Problems and tasks –
**1)** Reproduce the entire frog room build thread below, word for word.
**2)** Return each line of the records that contains the word "cabinet". Matching is case-sensitive.

Document section –

# Frog Room Build



## Taron (Sep 23, 2009)

We have just moved to our new house and it's time to update a little bit and build a new frog room, tadpole housing, and growout facility. We are also planning on building a greenhouse for breeding the harder species and some types of tree frogs. I will be updating the post biweekly if others are interested. We are always looking for ideas as well. The room we are going to use is not very big but should be able to fit approxiamately 100 tanks and a tadpole rack as well as 10 display tanks for our rare species. This place will be open to the public as well. I hope you guys toss some good ideas our way because I would love for other dendroboard members to be a part of this build. This is why we sponsor this site.

Taron

Sent from my DROIDX using Tapatalk


----------



## chinoanoah (Mar 9, 2009)

I'm interested! Post up!


----------



## boabab95 (Nov 5, 2009)

Subscribed!!!! can't wait!!!


----------



## heatfreakk3 (Oct 15, 2008)

This should be good


----------



## frogfreak (Mar 4, 2009)

*Subscribed*

Drool.....


----------



## Yobosayo (Sep 27, 2009)

If you're going to be open to the public I'd suggest locking your tanks, especially if you get a visit from a particular individual from the East 

Good luck with the build... Was nice chatting with you (clay builds) at the Lone Star show this past weekend.


----------



## chinoanoah (Mar 9, 2009)

I love seeing the setups of sponsors that I buy from. Good luck.


----------



## Mitch (Jun 18, 2010)

Awesome, can't wait to see how it turns out! Subscribed.


----------



## Eric Walker (Aug 22, 2009)

doesn't sound too small taron. good luck.


----------



## Bokfan1 (Oct 17, 2010)

sounds great! can't wait to see it!!


----------



## Woodsman (Jan 3, 2008)

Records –
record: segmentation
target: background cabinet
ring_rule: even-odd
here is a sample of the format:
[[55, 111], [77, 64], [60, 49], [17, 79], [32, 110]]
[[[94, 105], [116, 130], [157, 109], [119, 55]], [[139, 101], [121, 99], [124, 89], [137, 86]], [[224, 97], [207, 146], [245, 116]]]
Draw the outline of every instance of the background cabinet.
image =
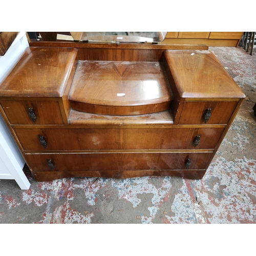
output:
[[168, 32], [161, 44], [236, 47], [243, 33], [242, 32]]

The responses –
**1)**
# Frog Room Build



## Taron (Sep 23, 2009)

We have just moved to our new house and it's time to update a little bit and build a new frog room, tadpole housing, and growout facility. We are also planning on building a greenhouse for breeding the harder species and some types of tree frogs. I will be updating the post biweekly if others are interested. We are always looking for ideas as well. The room we are going to use is not very big but should be able to fit approxiamately 100 tanks and a tadpole rack as well as 10 display tanks for our rare species. This place will be open to the public as well. I hope you guys toss some good ideas our way because I would love for other dendroboard members to be a part of this build. This is why we sponsor this site.

Taron

Sent from my DROIDX using Tapatalk


----------



## chinoanoah (Mar 9, 2009)

I'm interested! Post up!


----------



## boabab95 (Nov 5, 2009)

Subscribed!!!! can't wait!!!


----------



## heatfreakk3 (Oct 15, 2008)

This should be good


----------



## frogfreak (Mar 4, 2009)

*Subscribed*

Drool.....


----------



## Yobosayo (Sep 27, 2009)

If you're going to be open to the public I'd suggest locking your tanks, especially if you get a visit from a particular individual from the East 

Good luck with the build... Was nice chatting with you (clay builds) at the Lone Star show this past weekend.


----------



## chinoanoah (Mar 9, 2009)

I love seeing the setups of sponsors that I buy from. Good luck.


----------



## Mitch (Jun 18, 2010)

Awesome, can't wait to see how it turns out! Subscribed.


----------



## Eric Walker (Aug 22, 2009)

doesn't sound too small taron. good luck.


----------



## Bokfan1 (Oct 17, 2010)

sounds great! can't wait to see it!!


----------



## Woodsman (Jan 3, 2008)

**2)**
target: background cabinet
Draw the outline of every instance of the background cabinet.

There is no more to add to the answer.